## ACTIVITY 1
In the J.P. Morgan conference round-up, what does Mylan CEO Heather Bresch say the industry needs to make fundamental changes to?
## ACTIVITY 2
Pick up the J.P. Morgan conference round-up right after its final sentence and keep writing.

## SELECTED PASSAGE

JPM: Day 3 round-up
The optimism that characterized the first two days of the conference came to a screeching halt on Wednesday as the third day of the J.P. Morgan Healthcare Conference was confronted with comments on drug pricing from President-elect Donald Trump.
In a morning press conference, Trump said pharmaceutical companies are "getting away with murder" for what they charge for medicines and that he is going to push for drug price negotiation. The statements sent the industry into a tailspin, pushing stocks down.
Trump's comments are in stark contrast to the message that the industry has been trying to push out over the last two years, namely, that innovation costs money, but saves lives. More of those ads are expected to roll out shortly.
The theme of drug pricing continued throughout the day with Mylan CEO Heather Bresch – someone who has been criticized harshly for pricing increases to EpiPen – saying the industry needs to make fundamental changes to both the pricing model and their way of doing business.
Another issue that has been plaguing the biopharma industry has been that of gender diversity. The controversy hit a fever pitch last year at this time when one organization hired female models to mix and mingle at its J.P. Morgan cocktail reception in order to improve the male/female ratio. Backlash was immediate and spurred the conversation on how to fix the problem of too few women in biopharma board rooms.

## DATA EXCERPT

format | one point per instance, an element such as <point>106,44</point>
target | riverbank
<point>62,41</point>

## WRITTEN REPLY 1
Both the pricing model and the industry's way of doing business.

## WRITTEN REPLY 2
One hundred life science industry leaders wrote an open letter to the industry on Jan. 11 to provide best practices for improving gender diversity.
The Street writer Adam Feuerstein was joined by several other journalists to conduct a post mortem of the conference at the Biotech Showcase that was hosted by analyst Barbara Ryan. All participants were in agreement that a resounding sentiment heard from executives is that they aren't quite inline with industry messaging on drug pricing.
Feuerstein and company noted that things to watch in 2017 will be which immuno-oncology combination trials are successful, gene therapies and the FDA.
As the conference winds down, some executives are already fleeing the city, while others are trying to get in last minute meetings.